What is asked
In the material below, how many lines contain the string "tall"? Reply with the number alone.

*** Entries supplied ***

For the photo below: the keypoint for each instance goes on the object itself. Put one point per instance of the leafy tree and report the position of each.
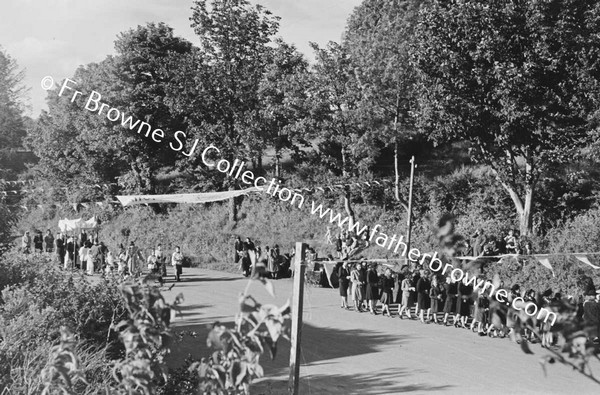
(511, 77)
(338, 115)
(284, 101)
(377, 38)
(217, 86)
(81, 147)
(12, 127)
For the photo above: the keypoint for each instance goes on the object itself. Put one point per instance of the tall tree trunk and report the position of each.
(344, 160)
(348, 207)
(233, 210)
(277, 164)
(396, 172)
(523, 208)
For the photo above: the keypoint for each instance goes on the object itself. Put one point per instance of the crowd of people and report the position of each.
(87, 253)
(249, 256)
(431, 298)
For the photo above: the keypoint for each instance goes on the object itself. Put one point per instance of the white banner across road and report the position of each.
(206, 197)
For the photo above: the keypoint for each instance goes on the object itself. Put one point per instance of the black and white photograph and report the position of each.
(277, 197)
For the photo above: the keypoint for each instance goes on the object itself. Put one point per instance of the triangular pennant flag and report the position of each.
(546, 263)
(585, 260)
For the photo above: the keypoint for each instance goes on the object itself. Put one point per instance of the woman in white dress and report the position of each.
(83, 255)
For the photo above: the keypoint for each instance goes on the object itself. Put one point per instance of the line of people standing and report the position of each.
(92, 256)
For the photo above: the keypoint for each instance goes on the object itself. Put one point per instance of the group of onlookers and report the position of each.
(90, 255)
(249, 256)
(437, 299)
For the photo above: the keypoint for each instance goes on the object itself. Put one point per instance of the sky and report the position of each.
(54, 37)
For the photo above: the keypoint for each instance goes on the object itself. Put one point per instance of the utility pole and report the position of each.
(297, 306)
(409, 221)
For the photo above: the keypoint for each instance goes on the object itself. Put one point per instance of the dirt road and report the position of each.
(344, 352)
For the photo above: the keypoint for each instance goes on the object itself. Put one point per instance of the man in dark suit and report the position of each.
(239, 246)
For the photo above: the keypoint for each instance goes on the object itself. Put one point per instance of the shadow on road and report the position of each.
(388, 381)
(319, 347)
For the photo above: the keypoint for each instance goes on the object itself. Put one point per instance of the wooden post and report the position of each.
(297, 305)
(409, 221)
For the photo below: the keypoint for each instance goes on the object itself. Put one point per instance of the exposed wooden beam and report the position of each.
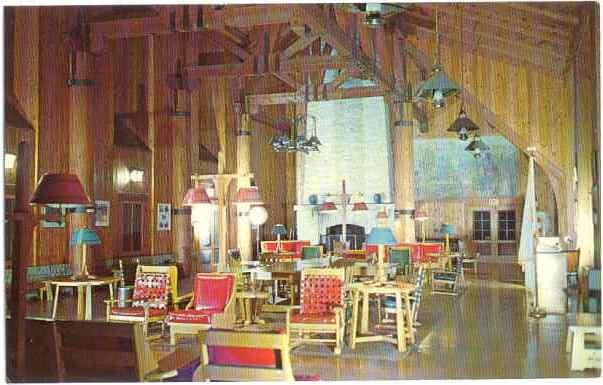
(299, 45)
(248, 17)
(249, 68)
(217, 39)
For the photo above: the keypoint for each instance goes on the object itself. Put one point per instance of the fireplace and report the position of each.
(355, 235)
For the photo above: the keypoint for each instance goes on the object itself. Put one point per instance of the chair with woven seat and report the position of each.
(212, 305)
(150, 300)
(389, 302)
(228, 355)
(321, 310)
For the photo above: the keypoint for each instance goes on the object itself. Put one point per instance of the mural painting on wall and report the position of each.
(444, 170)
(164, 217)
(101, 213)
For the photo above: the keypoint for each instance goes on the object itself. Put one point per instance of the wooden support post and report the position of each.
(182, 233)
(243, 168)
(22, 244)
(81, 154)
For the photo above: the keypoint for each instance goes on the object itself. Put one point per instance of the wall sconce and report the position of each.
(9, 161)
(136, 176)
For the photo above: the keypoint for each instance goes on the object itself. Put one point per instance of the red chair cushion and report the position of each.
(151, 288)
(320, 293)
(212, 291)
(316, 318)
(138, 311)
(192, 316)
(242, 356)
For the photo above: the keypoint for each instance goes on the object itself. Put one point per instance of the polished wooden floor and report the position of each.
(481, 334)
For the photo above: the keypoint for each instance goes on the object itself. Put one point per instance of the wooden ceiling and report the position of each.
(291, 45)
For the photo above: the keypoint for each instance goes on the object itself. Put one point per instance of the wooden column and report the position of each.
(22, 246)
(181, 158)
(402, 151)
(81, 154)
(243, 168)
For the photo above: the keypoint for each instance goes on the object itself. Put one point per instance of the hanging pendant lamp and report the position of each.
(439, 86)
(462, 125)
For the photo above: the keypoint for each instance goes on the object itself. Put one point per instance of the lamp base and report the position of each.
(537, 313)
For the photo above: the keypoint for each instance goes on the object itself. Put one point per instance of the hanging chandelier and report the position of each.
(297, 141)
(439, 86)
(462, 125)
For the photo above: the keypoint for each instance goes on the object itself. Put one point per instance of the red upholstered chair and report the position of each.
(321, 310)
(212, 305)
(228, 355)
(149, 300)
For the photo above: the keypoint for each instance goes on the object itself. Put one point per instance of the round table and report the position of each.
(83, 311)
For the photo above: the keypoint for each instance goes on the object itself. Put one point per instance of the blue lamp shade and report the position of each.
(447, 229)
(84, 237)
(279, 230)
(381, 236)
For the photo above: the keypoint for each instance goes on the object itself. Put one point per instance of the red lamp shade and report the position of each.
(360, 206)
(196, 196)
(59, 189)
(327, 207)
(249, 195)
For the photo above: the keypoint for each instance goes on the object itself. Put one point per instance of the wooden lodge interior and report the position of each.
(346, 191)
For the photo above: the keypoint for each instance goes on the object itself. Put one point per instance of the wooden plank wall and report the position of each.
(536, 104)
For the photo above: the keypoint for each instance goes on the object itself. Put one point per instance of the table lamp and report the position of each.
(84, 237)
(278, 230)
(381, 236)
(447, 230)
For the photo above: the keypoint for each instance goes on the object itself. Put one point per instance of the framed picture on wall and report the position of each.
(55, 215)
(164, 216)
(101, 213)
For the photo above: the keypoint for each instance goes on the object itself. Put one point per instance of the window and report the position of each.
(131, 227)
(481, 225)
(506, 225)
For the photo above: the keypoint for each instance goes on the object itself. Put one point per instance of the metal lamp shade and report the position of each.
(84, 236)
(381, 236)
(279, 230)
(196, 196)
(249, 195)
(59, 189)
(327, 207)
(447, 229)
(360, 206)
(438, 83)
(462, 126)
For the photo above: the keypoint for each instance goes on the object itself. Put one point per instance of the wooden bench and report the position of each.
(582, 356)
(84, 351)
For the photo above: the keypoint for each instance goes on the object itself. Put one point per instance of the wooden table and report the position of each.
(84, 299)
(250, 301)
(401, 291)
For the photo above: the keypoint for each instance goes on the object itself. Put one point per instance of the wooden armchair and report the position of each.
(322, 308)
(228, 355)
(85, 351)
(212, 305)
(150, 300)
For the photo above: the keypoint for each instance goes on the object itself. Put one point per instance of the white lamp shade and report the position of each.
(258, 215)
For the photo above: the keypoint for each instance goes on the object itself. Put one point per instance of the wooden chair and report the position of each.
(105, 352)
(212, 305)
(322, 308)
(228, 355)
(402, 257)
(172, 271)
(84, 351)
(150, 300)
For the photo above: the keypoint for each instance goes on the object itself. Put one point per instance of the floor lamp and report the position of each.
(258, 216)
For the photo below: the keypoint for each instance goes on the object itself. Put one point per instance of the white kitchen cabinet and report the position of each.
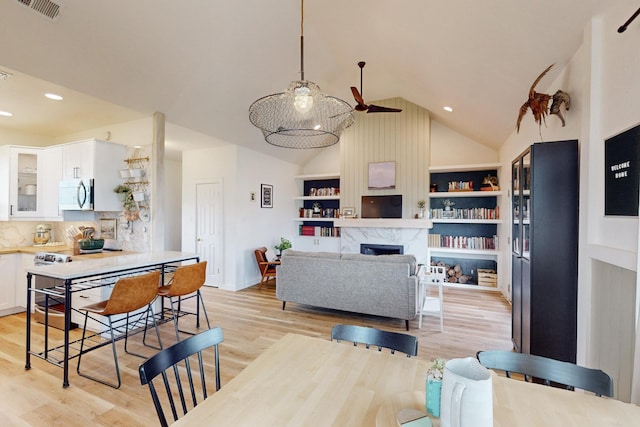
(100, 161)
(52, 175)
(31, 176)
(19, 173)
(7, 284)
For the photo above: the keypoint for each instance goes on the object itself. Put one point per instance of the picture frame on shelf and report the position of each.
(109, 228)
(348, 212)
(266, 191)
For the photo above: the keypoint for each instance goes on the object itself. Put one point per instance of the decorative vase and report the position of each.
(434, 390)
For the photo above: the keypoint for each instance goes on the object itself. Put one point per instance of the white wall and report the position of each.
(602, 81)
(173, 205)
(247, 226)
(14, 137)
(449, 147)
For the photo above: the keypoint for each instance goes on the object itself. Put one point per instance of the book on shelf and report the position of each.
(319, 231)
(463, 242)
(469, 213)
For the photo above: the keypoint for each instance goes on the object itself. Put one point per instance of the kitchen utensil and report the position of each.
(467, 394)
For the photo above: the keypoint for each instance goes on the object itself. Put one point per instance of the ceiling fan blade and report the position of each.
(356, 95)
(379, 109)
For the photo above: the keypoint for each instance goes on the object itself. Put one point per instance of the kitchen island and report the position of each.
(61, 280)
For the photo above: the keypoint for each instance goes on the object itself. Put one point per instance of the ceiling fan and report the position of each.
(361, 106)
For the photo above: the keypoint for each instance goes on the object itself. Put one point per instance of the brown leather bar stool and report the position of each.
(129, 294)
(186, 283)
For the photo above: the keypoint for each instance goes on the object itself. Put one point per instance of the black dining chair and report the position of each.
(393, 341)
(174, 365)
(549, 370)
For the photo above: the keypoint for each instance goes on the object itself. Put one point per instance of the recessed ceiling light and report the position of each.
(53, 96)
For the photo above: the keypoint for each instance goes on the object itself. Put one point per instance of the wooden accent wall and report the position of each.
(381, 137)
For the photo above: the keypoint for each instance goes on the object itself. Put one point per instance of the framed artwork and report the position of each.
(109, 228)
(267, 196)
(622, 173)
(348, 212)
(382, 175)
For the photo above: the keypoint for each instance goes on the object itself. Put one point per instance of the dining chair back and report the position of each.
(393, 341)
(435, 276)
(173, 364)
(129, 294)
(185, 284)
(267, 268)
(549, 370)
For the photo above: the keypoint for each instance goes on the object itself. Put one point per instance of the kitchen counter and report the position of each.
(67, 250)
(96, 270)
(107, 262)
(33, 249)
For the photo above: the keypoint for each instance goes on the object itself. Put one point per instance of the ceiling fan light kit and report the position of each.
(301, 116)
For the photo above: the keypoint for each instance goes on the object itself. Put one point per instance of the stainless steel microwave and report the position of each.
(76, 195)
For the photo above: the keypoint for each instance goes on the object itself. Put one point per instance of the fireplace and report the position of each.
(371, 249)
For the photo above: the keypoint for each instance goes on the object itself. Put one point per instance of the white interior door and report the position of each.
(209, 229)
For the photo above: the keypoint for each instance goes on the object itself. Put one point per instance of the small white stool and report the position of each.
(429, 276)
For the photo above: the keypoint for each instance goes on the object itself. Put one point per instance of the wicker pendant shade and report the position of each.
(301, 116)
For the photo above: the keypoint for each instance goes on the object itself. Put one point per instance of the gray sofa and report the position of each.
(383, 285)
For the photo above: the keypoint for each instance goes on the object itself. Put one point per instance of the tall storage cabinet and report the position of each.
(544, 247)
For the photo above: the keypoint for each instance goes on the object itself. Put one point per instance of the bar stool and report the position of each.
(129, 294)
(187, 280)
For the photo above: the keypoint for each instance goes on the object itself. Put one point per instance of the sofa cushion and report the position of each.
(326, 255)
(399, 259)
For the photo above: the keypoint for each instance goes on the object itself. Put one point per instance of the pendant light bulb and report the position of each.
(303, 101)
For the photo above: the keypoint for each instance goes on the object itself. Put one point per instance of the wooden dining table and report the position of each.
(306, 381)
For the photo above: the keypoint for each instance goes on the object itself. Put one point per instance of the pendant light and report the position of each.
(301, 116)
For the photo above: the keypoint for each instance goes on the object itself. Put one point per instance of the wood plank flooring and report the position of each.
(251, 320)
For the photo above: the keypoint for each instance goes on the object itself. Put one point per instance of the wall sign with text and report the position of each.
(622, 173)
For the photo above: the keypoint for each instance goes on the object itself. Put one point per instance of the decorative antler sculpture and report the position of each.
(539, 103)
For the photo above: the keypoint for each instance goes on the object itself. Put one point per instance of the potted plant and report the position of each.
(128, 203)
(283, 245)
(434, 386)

***
*** Entries supplied ***

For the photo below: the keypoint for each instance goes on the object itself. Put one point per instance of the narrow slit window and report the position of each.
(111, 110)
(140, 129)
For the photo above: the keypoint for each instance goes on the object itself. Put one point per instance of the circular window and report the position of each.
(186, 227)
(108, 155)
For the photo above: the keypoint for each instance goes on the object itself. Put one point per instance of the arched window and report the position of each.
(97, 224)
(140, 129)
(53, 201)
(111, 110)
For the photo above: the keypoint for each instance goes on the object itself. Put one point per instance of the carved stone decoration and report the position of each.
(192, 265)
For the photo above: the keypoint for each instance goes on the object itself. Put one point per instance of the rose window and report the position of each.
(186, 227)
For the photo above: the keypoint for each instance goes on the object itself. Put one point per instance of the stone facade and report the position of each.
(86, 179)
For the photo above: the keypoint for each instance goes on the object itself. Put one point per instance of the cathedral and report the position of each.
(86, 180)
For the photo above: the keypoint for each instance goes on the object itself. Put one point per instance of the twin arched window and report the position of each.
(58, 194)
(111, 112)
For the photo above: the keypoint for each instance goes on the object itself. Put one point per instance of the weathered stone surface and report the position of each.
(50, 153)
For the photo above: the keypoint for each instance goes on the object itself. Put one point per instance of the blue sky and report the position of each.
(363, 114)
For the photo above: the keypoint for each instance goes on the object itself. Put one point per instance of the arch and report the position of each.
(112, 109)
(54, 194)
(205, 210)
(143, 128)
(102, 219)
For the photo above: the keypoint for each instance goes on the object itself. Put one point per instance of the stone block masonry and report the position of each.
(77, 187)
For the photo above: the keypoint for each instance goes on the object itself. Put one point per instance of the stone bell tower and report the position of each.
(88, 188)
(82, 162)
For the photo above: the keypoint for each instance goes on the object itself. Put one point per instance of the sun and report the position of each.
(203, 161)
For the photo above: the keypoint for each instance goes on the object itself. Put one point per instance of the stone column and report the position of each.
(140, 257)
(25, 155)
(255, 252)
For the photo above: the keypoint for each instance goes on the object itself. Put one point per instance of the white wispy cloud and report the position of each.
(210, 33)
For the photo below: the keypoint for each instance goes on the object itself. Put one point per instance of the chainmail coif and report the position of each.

***

Task answer
2